What lines in the listing below hold the string "jersey"? Please copy them out.
:: Material to process ::
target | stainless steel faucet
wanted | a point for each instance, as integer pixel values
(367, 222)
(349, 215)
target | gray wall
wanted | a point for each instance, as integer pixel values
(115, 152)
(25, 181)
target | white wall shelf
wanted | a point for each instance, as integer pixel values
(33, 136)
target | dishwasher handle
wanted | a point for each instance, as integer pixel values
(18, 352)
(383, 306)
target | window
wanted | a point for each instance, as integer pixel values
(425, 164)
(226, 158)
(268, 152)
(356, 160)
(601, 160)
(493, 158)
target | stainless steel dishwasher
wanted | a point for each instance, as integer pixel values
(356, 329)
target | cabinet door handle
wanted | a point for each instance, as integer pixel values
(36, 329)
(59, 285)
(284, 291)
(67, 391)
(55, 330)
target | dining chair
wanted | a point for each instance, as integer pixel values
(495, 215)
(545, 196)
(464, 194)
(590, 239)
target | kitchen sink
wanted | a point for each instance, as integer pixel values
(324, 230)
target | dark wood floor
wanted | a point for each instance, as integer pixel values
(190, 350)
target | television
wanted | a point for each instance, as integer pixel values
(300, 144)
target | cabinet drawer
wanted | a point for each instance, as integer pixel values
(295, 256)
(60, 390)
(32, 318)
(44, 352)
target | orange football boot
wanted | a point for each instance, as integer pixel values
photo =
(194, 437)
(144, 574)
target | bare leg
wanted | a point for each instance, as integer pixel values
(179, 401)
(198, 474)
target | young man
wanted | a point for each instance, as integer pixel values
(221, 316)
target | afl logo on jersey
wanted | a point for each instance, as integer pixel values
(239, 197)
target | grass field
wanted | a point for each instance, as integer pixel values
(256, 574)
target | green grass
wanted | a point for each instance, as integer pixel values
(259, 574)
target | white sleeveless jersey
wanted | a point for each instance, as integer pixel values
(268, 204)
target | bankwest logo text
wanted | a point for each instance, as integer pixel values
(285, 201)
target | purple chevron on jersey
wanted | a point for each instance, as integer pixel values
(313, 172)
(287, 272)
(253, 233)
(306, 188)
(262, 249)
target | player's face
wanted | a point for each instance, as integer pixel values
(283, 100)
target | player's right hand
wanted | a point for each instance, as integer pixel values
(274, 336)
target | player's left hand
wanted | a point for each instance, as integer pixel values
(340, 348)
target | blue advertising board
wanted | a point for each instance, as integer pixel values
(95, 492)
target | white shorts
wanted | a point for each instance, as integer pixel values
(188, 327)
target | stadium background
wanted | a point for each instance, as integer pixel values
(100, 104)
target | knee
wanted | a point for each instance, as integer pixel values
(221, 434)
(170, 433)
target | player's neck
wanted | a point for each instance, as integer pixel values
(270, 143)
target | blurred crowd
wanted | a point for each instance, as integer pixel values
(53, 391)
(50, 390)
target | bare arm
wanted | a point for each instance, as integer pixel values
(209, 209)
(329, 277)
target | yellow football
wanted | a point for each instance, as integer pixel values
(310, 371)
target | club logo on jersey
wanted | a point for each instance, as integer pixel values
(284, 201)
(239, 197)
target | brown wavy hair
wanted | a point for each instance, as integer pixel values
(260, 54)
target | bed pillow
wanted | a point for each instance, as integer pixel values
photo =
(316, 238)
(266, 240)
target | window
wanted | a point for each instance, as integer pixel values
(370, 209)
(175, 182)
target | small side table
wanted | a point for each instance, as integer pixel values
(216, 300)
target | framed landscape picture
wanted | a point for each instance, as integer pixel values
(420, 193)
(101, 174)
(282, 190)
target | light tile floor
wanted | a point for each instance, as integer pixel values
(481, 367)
:::
**Result of the exercise:**
target | afl logo on jersey
target | white sleeveless jersey
target | purple chevron on jersey
target | club logo on jersey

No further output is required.